--- DATA SUPPLIED Enclosed Below ---
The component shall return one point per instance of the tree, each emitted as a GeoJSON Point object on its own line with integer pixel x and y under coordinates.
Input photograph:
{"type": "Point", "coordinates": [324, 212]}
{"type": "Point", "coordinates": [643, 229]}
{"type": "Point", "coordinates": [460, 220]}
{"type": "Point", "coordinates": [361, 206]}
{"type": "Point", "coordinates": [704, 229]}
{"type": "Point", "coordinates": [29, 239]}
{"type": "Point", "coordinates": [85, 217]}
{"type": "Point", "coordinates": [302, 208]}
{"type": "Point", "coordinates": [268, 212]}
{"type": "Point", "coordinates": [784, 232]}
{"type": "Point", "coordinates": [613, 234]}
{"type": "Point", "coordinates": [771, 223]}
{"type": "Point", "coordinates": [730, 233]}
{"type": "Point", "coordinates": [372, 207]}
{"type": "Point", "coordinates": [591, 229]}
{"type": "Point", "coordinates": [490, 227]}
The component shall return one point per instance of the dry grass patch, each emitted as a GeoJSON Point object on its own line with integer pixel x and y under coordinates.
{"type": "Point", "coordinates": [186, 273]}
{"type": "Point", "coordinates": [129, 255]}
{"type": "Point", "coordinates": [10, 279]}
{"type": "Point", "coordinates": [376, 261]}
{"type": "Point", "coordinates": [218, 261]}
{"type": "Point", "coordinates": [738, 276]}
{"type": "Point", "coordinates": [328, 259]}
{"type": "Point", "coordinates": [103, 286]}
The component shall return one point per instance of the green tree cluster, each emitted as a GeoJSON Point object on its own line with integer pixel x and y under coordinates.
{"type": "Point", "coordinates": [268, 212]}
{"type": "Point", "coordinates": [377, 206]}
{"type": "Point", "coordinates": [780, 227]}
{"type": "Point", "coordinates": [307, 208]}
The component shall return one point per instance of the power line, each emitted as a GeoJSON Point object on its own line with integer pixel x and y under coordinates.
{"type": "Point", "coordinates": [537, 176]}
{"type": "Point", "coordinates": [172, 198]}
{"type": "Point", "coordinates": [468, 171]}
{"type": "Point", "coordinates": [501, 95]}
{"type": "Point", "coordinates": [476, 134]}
--- End of Enclosed DATA SUPPLIED ---
_YOUR OBJECTIVE_.
Every entry should be printed again exactly as written.

_RESULT OF THE TASK_.
The component shall return one point per instance of the tree, each emitted as a GeoJSON Point object on its own line with integer pixel x and y under coordinates.
Input photograph:
{"type": "Point", "coordinates": [324, 212]}
{"type": "Point", "coordinates": [643, 229]}
{"type": "Point", "coordinates": [460, 220]}
{"type": "Point", "coordinates": [361, 206]}
{"type": "Point", "coordinates": [704, 229]}
{"type": "Point", "coordinates": [29, 239]}
{"type": "Point", "coordinates": [85, 217]}
{"type": "Point", "coordinates": [302, 208]}
{"type": "Point", "coordinates": [268, 212]}
{"type": "Point", "coordinates": [784, 232]}
{"type": "Point", "coordinates": [613, 234]}
{"type": "Point", "coordinates": [771, 223]}
{"type": "Point", "coordinates": [730, 233]}
{"type": "Point", "coordinates": [372, 207]}
{"type": "Point", "coordinates": [591, 229]}
{"type": "Point", "coordinates": [490, 227]}
The component shall return one point per instance of the dry grass patch, each emitted as a GeoJSON Point object on its own line with integer pixel x and y under coordinates.
{"type": "Point", "coordinates": [186, 273]}
{"type": "Point", "coordinates": [129, 255]}
{"type": "Point", "coordinates": [10, 279]}
{"type": "Point", "coordinates": [376, 261]}
{"type": "Point", "coordinates": [218, 261]}
{"type": "Point", "coordinates": [738, 276]}
{"type": "Point", "coordinates": [328, 259]}
{"type": "Point", "coordinates": [103, 286]}
The component shall return one point per instance of the green tree cluster, each emitted as a GeoJSON Point object on its own line with integer pixel x and y under coordinates.
{"type": "Point", "coordinates": [268, 212]}
{"type": "Point", "coordinates": [377, 206]}
{"type": "Point", "coordinates": [780, 227]}
{"type": "Point", "coordinates": [307, 208]}
The component shall return one point per instance of the power line, each emitted as a GeoJSON Point object on its own line with integer pixel x and y under coordinates.
{"type": "Point", "coordinates": [537, 176]}
{"type": "Point", "coordinates": [172, 198]}
{"type": "Point", "coordinates": [468, 171]}
{"type": "Point", "coordinates": [501, 95]}
{"type": "Point", "coordinates": [476, 134]}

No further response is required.